Under this task are some entries; return every one of them exactly.
□ □ □ □ □ □ □
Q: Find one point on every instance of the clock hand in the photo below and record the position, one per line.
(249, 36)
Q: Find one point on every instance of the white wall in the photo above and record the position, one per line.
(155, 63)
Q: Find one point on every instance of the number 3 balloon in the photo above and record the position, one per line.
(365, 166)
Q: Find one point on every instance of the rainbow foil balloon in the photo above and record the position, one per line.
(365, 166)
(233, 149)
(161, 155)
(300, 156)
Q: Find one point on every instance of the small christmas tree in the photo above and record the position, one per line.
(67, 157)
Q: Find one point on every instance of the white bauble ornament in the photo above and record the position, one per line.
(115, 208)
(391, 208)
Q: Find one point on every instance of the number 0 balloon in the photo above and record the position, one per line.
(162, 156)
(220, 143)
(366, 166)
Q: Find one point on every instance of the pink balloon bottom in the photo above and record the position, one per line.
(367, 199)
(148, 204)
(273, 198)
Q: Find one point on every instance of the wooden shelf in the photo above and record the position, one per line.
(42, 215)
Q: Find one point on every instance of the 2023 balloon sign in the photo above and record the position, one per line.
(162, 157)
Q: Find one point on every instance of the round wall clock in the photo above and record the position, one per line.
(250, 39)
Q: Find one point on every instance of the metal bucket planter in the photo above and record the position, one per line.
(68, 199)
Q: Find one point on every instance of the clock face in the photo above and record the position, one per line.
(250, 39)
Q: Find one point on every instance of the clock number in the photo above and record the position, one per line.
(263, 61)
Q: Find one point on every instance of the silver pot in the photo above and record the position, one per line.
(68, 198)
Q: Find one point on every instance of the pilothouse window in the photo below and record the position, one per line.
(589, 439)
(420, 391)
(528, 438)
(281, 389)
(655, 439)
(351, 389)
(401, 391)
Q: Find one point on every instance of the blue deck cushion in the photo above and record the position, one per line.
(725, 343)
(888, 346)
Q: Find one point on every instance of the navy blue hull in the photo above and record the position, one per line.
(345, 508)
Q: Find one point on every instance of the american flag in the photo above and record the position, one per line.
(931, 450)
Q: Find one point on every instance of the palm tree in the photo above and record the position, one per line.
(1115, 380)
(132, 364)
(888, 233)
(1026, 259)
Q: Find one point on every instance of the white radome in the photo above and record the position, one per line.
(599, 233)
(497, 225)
□ □ □ □ □ □ □
> _Solution to the exercise_:
Q: Find one point on every instance of the clock hand in the photo below and record the position, one per line.
(249, 36)
Q: Find one point on every instance of the white wall in the photo above and record the position, one per line.
(155, 63)
Q: Find one point on every instance of the number 3 balloon in the photo above and record the position, one per line.
(365, 166)
Q: Find one point on every instance of the rainbow foil balloon in the photo above and record the position, one per line.
(365, 166)
(233, 149)
(161, 155)
(300, 156)
Q: Find one point on every instance of the small christmas tree in the photo above and record the position, one per line.
(67, 157)
Q: Find one point on every instance of the white bauble ornament in the photo above and record the position, one per line.
(115, 208)
(391, 208)
Q: Find one point on every instance of the number 0 balloon in the photo above and record the position, one per line.
(162, 156)
(220, 143)
(366, 166)
Q: Find one point on every instance of the pink balloon bottom in the photo above and record the position, one per line.
(367, 199)
(148, 204)
(273, 198)
Q: Find one point on every instance of the wooden shelf in the photo above and record the position, one per line.
(42, 215)
Q: Find one point on every instance of the 2023 balloon sign in the photo above and record the position, one per line.
(162, 157)
Q: Find one point on every instance of the round wall clock in the photo above and record the position, one per line.
(250, 39)
Q: Find one point on every instance of the metal bucket planter in the photo above and record the position, one per line.
(68, 199)
Q: Find one point on every instance of the clock face in the photo above and record the position, one per line.
(250, 39)
Q: Find one point on every instance of the clock number in the photo above and record the position, one per line.
(263, 61)
Q: Find one point on every instance of the silver pot in the photo above and record the position, one per line.
(68, 198)
Q: Find one point on every instance of the pilothouse window in the photo below and record the position, one per line.
(589, 439)
(420, 391)
(528, 438)
(281, 389)
(655, 439)
(351, 389)
(401, 391)
Q: Find one point on every instance of the blue deck cushion in the photo above and record the position, one per line.
(725, 343)
(888, 346)
Q: Find one point on every instance of the navy blue hull in the photo above and record the position, one per line.
(345, 508)
Q: Find one point on every instance of the american flag in the photo above and record the position, one per line.
(931, 450)
Q: Find one point on every instance of the palm tree in the photo above and record the position, one per line.
(1115, 380)
(132, 364)
(888, 233)
(1026, 259)
Q: Find one point on every instance of the white radome in the photo above and record the position, one per line.
(599, 233)
(497, 225)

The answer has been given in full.